→ **Passage shown**
Image Credit: Harmeet Rehal      

Manjas as Mobility Aids, 2023

Black milk crates, repurposed saris and dupattas, rope

Image Description: A single black milk crate is pictured. The top surface of the crate has various silk sarees, embroidered Panjabi fabric, and rope woven through it both horizontally and vertically, creating a crosshatch of golden yellows, deep navy blues, hints of turquoise, vibrant patterned pinks and purples, as well as faded greens, blues, and browns. Some of the fabrics are a solid hue, while others have a pattern that peaks out from within each warp and weft.


Manjas are Panjabi day beds/cots that are traditionally made with a simple wooden frame and colorful hand-woven rope. While, in western architecture and design, it is rare to find accessible spaces to rest in ways that are collective and whole, in Panjabi culture, Manjas are found in shared spaces that are both indoor and outdoor. Lying down and resting while in community is a major consideration within private and public Panjabi landscapes — Manjas give us permission to rest in relation to one another and their presence viscerally shifts our shared spaces.

→ **Work item A**
From the Manjas passage, copy the text from "Manjas as Mobility" up to and including "warp and weft.".
→ **Work item B**
Condense the paragraph of the Manjas passage that begins "Manjas are Panjabi day beds/cots" into a shorter version that keeps its main facts.

→ **The data**
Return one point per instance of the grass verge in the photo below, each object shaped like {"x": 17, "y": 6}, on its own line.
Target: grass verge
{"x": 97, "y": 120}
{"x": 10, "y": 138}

→ **Reply A**
Manjas as Mobility Aids, 2023

Black milk crates, repurposed saris and dupattas, rope

Image Description: A single black milk crate is pictured. The top surface of the crate has various silk sarees, embroidered Panjabi fabric, and rope woven through it both horizontally and vertically, creating a crosshatch of golden yellows, deep navy blues, hints of turquoise, vibrant patterned pinks and purples, as well as faded greens, blues, and browns. Some of the fabrics are a solid hue, while others have a pattern that peaks out from within each warp and weft.

→ **Reply B**
Manjas are Panjabi day beds or cots, traditionally built from a simple wooden frame and colorful hand-woven rope. Accessible spaces for collective, whole rest are rare in western architecture and design. In Panjabi culture, by contrast, Manjas are found in shared indoor and outdoor spaces. Resting together in community is a major consideration in private and public Panjabi landscapes, and Manjas give permission to rest in relation to one another, viscerally shifting shared spaces.